* _Data to use_:
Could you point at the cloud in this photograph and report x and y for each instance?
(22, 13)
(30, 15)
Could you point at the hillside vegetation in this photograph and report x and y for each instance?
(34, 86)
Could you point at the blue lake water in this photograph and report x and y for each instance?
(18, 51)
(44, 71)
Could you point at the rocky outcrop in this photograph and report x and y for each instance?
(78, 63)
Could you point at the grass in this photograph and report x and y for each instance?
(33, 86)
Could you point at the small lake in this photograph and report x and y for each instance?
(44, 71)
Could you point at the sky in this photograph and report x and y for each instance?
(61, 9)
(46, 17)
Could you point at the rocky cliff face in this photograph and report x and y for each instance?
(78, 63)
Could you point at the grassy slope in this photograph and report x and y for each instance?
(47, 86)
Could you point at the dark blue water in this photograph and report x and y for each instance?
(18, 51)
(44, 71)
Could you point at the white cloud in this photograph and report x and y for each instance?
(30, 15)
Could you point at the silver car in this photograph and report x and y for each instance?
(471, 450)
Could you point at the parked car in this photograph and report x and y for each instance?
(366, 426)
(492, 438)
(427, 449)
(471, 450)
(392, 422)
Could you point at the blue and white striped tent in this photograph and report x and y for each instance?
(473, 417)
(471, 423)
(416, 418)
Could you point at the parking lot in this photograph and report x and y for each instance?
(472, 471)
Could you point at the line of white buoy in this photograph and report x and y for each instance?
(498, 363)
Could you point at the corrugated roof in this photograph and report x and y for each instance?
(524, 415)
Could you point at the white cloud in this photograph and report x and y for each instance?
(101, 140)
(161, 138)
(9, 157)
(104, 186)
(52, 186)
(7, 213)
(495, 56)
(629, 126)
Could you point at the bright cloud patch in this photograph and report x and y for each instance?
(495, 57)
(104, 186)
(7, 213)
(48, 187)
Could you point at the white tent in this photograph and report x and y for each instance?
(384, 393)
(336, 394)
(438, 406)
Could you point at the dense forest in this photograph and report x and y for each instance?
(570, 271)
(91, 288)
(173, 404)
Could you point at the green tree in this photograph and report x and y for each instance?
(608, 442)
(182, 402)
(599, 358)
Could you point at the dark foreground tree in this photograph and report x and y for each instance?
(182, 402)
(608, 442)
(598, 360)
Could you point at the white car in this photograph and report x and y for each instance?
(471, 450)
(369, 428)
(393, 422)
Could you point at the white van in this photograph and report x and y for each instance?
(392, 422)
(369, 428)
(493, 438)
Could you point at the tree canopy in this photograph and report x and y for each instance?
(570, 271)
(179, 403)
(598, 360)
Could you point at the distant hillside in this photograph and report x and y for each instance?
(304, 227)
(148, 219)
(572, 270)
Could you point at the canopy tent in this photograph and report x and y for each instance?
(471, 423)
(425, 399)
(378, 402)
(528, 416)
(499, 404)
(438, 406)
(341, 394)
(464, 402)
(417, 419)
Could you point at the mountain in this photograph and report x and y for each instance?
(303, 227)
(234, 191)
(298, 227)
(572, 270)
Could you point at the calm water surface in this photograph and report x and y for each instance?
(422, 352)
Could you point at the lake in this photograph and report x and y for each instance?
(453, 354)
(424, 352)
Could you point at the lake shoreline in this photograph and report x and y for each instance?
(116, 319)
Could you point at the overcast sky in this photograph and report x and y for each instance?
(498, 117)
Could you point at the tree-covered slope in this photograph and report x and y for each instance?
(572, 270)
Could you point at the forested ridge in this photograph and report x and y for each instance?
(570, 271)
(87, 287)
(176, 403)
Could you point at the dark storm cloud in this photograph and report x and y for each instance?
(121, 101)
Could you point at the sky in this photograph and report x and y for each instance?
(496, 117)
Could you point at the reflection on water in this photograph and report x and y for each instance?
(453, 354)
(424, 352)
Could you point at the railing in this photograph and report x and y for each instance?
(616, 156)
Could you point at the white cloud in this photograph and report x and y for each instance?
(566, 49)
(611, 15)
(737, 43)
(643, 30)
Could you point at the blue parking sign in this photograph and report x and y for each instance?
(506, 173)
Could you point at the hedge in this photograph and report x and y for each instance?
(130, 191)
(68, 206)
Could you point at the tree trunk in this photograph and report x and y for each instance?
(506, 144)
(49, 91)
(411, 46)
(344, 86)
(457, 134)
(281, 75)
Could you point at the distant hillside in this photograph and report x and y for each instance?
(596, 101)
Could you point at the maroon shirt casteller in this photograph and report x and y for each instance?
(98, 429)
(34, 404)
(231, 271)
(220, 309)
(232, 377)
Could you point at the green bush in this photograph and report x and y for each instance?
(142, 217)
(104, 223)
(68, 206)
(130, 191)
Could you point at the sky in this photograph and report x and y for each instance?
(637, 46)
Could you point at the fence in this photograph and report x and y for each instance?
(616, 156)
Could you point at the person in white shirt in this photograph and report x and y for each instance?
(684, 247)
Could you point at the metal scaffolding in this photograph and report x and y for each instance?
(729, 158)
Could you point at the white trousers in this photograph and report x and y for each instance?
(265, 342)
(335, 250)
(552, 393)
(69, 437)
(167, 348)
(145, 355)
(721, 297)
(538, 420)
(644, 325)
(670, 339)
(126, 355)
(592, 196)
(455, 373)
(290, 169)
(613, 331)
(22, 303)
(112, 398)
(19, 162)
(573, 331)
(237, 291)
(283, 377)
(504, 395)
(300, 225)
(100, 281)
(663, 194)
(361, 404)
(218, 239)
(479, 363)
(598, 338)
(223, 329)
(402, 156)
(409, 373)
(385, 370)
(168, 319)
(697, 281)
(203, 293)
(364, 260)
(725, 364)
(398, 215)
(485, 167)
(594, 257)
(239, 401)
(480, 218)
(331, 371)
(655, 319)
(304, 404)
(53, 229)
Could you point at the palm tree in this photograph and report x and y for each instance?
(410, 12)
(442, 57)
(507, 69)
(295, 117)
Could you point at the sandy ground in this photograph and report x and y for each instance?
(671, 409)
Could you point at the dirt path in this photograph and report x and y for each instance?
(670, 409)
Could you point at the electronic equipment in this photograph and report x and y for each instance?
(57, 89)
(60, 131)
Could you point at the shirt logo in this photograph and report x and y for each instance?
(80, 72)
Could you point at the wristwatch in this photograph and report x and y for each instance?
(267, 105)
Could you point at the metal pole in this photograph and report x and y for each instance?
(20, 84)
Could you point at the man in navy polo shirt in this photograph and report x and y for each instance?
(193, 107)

* _Exercise aim_:
Repeat the records above in full, word for word.

* _Task response_:
Could you point at the cloud in this photograph and report x and y for each instance?
(22, 13)
(30, 15)
Could you point at the hillside vegetation in this photograph and report x and y for each instance?
(34, 86)
Could you point at the blue lake water in this photograph and report x and y for each instance?
(18, 51)
(44, 71)
Could you point at the rocky outcrop in this photograph and report x and y for each instance?
(78, 63)
Could you point at the grass in this photograph and report x and y for each instance?
(33, 86)
Could you point at the small lake in this photograph and report x and y for each instance?
(44, 71)
Could you point at the sky in this photograph and report x and y for each instance?
(61, 9)
(46, 17)
Could you point at the rocky cliff face in this photograph and report x and y for each instance?
(78, 63)
Could you point at the grassy slope in this photograph and report x and y for each instance?
(47, 86)
Could you point at the dark blue water in this photograph and report x and y for each instance?
(18, 51)
(44, 71)
Could you point at the white cloud in this photograph and report x and y for each instance?
(30, 15)
Could you point at the silver car in this photograph and report x and y for each instance?
(471, 450)
Could you point at the parked car in this photograph and report x and y for each instance?
(366, 426)
(492, 438)
(427, 449)
(471, 450)
(392, 422)
Could you point at the blue and white striped tent in this photograph and report x and y for each instance?
(473, 417)
(471, 423)
(416, 418)
Could you point at the parking lot in this photograph and report x and y for each instance?
(472, 471)
Could you point at the line of white buoy in this photograph and report x and y for each instance?
(498, 363)
Could you point at the corrugated roof in this photograph and report x and y for each instance?
(524, 415)
Could you point at the white cloud in this photograph and report x and y for each instance?
(101, 140)
(161, 138)
(9, 157)
(104, 186)
(52, 186)
(7, 213)
(495, 56)
(629, 126)
Could you point at the bright cloud patch in this photograph and report x and y for each instance?
(495, 57)
(104, 186)
(7, 213)
(48, 187)
Could you point at the white tent in this photograph and report x and y for each instance?
(384, 393)
(336, 394)
(438, 406)
Could you point at the dense forest in this photograph and report x and y for each instance?
(570, 271)
(91, 288)
(173, 404)
Could you point at the green tree in this photograph and report x and y for each instance?
(608, 442)
(182, 402)
(599, 358)
Could you point at the dark foreground tree in this photograph and report x and y for each instance?
(182, 402)
(608, 442)
(598, 360)
Could you point at the white car in this photograph and report x and y for each instance?
(471, 450)
(369, 428)
(393, 422)
Could you point at the white van in this photograph and report x and y for each instance?
(392, 422)
(369, 428)
(493, 438)
Could you point at the tree canopy in this photograph and report x and y for each instance?
(570, 271)
(179, 403)
(598, 360)
Could you point at the distant hillside in this photograph and report x and y for each instance?
(304, 227)
(148, 219)
(572, 270)
Could you point at the canopy tent in this photograph and report x and y for each instance?
(471, 423)
(425, 399)
(378, 402)
(528, 416)
(499, 404)
(438, 406)
(341, 394)
(464, 402)
(417, 419)
Could you point at the mountain in this photograph and report x and y for each instance?
(303, 227)
(234, 191)
(298, 227)
(572, 270)
Could you point at the calm water surface in this photograph and report x and y for each instance?
(422, 352)
Could you point at the lake in this photograph and report x and y for each instance?
(453, 354)
(424, 352)
Could you point at the lake shoreline in this photograph and report x and y for each instance?
(116, 319)
Could you point at the overcast sky in this photograph and report x and y for each instance?
(498, 117)
Could you point at the tree-covered slope in this photograph and report x and y for each instance?
(572, 270)
Could you point at the forested ridge in this photograph and report x and y for each instance?
(570, 271)
(87, 287)
(176, 403)
Could you point at the dark storm cloud in this photograph and report x and y for each instance?
(121, 101)
Could you point at the sky in this photograph and report x and y for each instance?
(496, 117)
Could you point at the reflection on water in this photograph and report x and y for each instance?
(453, 354)
(424, 352)
Could you point at the railing in this photograph and report x and y for each instance?
(616, 156)
Could you point at the white cloud in this photograph and report x and y for each instance?
(566, 49)
(611, 15)
(737, 43)
(643, 30)
Could you point at the blue parking sign in this photograph and report x and y for each instance?
(506, 173)
Could you point at the hedge in this photograph and report x and y for each instance?
(130, 191)
(68, 206)
Could you point at the tree trunk in this photograph and report x and y for each instance?
(506, 144)
(49, 91)
(411, 46)
(344, 86)
(457, 134)
(281, 75)
Could you point at the distant hillside in this photograph and report x and y for each instance?
(596, 101)
Could you point at the maroon shirt casteller in this photograph and report x and y for each instance?
(98, 429)
(34, 404)
(231, 271)
(220, 309)
(232, 377)
Could you point at the green bush in this photograph and report x and y for each instance?
(142, 217)
(104, 223)
(68, 206)
(130, 191)
Could you point at the sky in this photograph and report x and y for each instance?
(637, 46)
Could you point at the fence in this photograph and report x and y for each instance?
(616, 156)
Could you point at the person in white shirt in this photograph and report x and y for each instance?
(684, 247)
Could you point at the metal scaffolding in this photograph and report x and y for each instance?
(729, 158)
Could you point at the white trousers in this photograph and report x and y for each instance?
(265, 342)
(335, 250)
(552, 393)
(69, 437)
(167, 348)
(145, 355)
(721, 297)
(538, 420)
(644, 325)
(670, 339)
(126, 355)
(592, 196)
(455, 373)
(290, 169)
(613, 331)
(22, 303)
(112, 398)
(19, 162)
(573, 331)
(237, 291)
(283, 377)
(504, 395)
(300, 225)
(100, 281)
(663, 194)
(361, 404)
(218, 239)
(479, 363)
(598, 338)
(223, 329)
(402, 156)
(409, 373)
(385, 370)
(168, 319)
(697, 281)
(203, 293)
(364, 260)
(725, 364)
(398, 215)
(485, 167)
(594, 257)
(239, 401)
(480, 218)
(331, 371)
(655, 319)
(304, 404)
(53, 229)
Could you point at the palm tree in this photograph and report x and y for each instance?
(410, 12)
(442, 57)
(507, 69)
(295, 117)
Could you point at the sandy ground in this photograph and report x and y for each instance?
(671, 409)
Could you point at the dirt path in this photograph and report x and y for each instance?
(670, 409)
Could you point at the electronic equipment in this photograph and report x and y for each instance?
(57, 89)
(60, 131)
Could you point at the shirt logo in this photograph and report x and y for each instance?
(80, 72)
Could you point at the wristwatch in this photograph and report x and y for each instance?
(267, 105)
Could you point at the metal pole in this photograph and report x and y for each instance?
(20, 84)
Could you point at the man in navy polo shirt in this photograph and report x and y for each instance?
(193, 107)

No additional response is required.